INSTRUCTIONS FOR THE TASK: Quote verbatim the stretch of items from the very start through the line that contains "365 170 L 382", including that line.

RECORD EXTRACTS:
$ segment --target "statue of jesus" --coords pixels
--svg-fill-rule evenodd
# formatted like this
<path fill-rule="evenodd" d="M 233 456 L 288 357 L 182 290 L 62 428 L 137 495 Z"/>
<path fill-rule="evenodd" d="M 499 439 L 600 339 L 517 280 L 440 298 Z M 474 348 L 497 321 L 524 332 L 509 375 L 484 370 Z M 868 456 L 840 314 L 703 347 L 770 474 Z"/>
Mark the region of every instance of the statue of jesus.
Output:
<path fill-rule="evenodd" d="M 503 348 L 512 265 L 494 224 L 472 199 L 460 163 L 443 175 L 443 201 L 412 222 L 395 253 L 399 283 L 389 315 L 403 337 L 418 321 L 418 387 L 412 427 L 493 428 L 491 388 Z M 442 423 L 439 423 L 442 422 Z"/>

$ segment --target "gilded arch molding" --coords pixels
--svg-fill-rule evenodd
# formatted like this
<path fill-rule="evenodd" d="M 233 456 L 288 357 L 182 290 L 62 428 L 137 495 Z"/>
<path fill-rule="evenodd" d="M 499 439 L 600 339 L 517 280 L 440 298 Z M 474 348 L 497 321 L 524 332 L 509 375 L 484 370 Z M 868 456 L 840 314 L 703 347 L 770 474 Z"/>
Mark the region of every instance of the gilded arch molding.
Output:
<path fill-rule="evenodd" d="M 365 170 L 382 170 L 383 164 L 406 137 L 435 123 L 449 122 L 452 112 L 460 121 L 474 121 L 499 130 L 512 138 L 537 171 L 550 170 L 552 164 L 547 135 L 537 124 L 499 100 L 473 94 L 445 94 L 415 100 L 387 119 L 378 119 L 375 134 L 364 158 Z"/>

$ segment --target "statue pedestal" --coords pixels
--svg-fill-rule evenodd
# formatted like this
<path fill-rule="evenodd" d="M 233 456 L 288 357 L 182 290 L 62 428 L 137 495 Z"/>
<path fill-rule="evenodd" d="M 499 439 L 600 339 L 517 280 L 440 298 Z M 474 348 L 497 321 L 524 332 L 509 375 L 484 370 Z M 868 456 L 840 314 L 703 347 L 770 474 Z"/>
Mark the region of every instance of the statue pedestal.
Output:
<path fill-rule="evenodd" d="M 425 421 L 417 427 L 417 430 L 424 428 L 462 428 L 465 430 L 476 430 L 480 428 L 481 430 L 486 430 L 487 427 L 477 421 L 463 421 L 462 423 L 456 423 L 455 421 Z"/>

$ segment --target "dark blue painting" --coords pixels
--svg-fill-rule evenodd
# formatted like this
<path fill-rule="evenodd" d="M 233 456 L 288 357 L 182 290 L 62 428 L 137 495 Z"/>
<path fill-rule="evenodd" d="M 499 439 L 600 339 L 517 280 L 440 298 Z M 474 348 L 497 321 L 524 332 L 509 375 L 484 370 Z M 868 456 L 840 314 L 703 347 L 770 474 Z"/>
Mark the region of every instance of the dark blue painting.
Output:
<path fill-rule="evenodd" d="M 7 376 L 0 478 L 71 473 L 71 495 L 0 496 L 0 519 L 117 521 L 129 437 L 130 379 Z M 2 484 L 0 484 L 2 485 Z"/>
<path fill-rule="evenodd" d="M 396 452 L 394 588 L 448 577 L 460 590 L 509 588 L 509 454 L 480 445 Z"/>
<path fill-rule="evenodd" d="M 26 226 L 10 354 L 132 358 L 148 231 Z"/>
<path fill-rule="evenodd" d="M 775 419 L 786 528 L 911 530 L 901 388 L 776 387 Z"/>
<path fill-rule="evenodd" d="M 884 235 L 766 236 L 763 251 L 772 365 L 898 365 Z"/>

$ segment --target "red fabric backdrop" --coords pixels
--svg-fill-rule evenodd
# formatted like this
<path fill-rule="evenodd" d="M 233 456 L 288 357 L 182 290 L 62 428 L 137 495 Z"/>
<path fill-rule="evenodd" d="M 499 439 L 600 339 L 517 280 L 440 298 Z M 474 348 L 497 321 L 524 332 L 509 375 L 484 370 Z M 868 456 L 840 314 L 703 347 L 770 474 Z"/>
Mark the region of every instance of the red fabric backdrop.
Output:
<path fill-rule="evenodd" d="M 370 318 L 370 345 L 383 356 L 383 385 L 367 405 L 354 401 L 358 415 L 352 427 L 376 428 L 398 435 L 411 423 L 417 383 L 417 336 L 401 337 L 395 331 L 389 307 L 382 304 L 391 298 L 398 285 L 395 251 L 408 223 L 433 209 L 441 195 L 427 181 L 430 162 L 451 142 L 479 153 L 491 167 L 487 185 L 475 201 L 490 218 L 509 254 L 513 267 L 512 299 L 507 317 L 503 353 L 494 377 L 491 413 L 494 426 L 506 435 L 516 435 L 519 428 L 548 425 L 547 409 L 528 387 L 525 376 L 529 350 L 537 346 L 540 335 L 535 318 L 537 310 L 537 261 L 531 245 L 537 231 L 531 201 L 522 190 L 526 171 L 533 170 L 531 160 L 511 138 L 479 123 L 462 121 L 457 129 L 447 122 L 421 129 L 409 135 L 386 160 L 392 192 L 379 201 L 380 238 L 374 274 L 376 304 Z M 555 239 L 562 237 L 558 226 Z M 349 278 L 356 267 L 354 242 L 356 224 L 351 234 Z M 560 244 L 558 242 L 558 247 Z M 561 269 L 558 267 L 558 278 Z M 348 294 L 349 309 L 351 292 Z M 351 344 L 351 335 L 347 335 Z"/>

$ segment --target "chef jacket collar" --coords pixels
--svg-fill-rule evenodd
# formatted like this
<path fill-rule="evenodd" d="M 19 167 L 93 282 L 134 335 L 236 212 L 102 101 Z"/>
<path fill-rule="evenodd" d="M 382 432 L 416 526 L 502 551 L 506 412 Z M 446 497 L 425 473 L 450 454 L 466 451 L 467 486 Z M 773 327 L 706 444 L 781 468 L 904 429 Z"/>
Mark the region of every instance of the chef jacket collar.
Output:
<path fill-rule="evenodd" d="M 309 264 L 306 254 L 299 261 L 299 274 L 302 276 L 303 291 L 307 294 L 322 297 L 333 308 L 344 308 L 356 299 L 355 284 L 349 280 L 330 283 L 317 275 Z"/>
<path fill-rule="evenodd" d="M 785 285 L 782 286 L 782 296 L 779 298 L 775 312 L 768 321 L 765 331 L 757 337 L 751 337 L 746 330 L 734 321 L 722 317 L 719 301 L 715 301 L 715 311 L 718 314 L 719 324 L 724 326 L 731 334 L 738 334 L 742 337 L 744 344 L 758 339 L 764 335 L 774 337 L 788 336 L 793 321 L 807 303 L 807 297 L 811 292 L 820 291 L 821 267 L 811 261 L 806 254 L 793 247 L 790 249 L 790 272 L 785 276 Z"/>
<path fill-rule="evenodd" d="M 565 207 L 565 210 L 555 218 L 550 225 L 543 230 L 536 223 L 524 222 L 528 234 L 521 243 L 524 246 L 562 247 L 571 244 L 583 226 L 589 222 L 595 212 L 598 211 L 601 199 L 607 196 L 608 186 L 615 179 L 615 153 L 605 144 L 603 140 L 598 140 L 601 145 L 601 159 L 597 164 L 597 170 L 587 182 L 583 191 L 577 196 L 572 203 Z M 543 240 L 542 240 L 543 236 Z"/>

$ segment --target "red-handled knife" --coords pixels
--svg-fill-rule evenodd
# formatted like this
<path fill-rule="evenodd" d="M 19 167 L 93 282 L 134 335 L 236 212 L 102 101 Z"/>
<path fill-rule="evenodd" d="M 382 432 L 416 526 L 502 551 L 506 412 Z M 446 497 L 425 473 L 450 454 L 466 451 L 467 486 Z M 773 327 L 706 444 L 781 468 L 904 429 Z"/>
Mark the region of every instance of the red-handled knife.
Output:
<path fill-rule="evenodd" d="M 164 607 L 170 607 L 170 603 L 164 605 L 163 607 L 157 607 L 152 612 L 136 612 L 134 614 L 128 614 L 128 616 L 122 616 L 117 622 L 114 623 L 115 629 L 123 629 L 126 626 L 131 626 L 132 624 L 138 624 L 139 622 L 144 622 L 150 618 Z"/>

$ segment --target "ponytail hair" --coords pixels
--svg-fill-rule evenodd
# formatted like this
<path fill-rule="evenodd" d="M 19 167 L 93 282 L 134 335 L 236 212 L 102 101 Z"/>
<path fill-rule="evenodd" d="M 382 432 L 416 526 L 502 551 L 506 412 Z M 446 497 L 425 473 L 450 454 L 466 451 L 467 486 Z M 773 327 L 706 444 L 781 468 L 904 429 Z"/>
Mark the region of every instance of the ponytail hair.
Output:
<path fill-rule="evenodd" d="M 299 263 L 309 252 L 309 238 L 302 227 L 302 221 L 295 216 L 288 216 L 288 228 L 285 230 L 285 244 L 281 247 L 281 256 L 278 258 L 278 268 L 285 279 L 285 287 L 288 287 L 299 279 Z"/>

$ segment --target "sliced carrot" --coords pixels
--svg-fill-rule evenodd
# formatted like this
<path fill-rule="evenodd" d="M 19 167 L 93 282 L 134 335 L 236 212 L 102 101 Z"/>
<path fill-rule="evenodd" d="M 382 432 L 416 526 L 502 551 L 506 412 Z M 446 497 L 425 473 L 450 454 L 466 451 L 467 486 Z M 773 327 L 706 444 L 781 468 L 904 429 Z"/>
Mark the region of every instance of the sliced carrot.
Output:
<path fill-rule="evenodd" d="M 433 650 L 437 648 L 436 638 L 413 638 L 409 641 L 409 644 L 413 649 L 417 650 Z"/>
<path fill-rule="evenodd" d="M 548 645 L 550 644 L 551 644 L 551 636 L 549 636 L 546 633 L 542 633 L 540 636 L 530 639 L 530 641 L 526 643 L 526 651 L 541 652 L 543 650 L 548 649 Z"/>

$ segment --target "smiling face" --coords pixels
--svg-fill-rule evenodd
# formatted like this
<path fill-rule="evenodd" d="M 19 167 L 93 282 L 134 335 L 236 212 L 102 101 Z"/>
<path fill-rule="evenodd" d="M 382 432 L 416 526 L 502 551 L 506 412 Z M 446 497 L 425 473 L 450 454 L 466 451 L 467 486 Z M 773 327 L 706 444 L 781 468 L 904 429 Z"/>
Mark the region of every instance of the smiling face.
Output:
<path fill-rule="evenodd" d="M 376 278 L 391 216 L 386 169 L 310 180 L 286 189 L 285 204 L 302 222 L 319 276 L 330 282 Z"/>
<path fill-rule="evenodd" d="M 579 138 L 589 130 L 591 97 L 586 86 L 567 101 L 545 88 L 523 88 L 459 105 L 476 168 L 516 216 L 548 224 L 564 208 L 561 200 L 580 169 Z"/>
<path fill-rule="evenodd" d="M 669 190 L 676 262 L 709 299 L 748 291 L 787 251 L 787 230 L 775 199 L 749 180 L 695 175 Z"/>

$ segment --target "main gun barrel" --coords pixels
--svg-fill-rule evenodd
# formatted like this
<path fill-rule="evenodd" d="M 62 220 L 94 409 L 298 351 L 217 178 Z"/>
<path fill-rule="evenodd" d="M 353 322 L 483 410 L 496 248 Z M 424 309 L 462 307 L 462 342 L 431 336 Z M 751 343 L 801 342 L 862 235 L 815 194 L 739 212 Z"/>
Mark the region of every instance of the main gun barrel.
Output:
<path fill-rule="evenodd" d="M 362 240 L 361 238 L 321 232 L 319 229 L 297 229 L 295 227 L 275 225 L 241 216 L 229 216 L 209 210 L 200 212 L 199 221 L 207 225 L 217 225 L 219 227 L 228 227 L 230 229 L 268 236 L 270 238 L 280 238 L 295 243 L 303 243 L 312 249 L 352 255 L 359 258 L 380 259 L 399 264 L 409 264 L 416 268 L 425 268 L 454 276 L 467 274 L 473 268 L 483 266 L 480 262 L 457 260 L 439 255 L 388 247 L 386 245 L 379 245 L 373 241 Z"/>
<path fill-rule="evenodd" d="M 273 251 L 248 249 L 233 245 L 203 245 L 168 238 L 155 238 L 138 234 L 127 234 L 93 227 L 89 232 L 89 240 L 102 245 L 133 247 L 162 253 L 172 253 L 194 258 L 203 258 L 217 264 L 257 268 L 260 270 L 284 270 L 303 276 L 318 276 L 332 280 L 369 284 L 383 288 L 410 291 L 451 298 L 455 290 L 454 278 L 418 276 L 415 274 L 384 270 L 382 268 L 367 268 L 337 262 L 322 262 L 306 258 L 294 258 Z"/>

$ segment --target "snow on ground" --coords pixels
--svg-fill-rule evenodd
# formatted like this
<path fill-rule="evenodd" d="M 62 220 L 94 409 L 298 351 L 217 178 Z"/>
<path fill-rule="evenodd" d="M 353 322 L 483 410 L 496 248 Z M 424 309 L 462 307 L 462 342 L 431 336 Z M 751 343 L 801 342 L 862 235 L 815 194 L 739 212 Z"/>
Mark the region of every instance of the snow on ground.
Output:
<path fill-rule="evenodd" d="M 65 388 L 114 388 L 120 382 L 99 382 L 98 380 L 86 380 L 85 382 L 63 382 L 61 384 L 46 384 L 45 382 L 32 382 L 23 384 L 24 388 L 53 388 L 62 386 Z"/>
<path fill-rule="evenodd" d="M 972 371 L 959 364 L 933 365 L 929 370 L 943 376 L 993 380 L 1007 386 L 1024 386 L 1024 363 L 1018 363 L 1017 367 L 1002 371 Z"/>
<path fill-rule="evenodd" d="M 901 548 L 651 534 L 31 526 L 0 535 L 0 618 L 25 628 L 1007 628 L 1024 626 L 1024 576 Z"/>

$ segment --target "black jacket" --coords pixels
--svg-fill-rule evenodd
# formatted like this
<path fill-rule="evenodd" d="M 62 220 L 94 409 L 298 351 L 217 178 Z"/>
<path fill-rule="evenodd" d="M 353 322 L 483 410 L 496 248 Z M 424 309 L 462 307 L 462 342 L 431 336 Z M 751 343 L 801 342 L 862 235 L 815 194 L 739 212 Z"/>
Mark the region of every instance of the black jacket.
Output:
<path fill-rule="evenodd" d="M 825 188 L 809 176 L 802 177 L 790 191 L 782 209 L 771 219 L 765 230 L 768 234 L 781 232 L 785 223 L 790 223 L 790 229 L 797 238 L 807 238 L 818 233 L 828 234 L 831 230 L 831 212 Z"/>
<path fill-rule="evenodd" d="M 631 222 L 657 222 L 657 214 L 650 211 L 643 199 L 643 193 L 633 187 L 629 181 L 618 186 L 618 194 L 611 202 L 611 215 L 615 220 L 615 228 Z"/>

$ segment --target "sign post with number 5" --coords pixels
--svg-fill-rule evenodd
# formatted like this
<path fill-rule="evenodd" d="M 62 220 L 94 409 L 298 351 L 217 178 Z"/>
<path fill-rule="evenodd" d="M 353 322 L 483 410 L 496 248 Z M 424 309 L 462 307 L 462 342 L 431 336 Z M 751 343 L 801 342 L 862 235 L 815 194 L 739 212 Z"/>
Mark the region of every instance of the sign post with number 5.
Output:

THE REPLY:
$ segment --target "statue of jesus" --coords pixels
--svg-fill-rule evenodd
# formatted like this
<path fill-rule="evenodd" d="M 233 456 L 288 357 L 182 290 L 62 428 L 137 495 Z"/>
<path fill-rule="evenodd" d="M 499 439 L 600 339 L 517 280 L 440 298 Z M 474 348 L 497 321 L 524 332 L 509 375 L 484 370 Z M 868 456 L 840 314 L 703 347 L 770 474 Z"/>
Mark the region of every instance of the statue of jesus.
Output:
<path fill-rule="evenodd" d="M 503 348 L 512 265 L 494 224 L 472 199 L 460 163 L 443 175 L 443 201 L 412 222 L 395 253 L 399 283 L 389 315 L 403 337 L 418 321 L 418 387 L 412 427 L 493 428 L 491 388 Z M 442 423 L 439 423 L 442 422 Z"/>

$ segment --target "gilded arch molding" --coords pixels
--svg-fill-rule evenodd
# formatted like this
<path fill-rule="evenodd" d="M 233 456 L 288 357 L 182 290 L 62 428 L 137 495 Z"/>
<path fill-rule="evenodd" d="M 499 439 L 600 339 L 517 280 L 440 298 Z M 474 348 L 497 321 L 524 332 L 509 375 L 484 370 Z M 868 456 L 840 314 L 703 347 L 770 474 Z"/>
Mark the region of every instance of the gilded arch molding.
Output:
<path fill-rule="evenodd" d="M 365 170 L 382 170 L 383 164 L 406 137 L 435 123 L 449 122 L 452 112 L 460 121 L 474 121 L 499 130 L 512 138 L 537 171 L 550 170 L 552 164 L 547 135 L 537 124 L 499 100 L 473 94 L 445 94 L 415 100 L 387 119 L 378 119 L 375 134 L 364 158 Z"/>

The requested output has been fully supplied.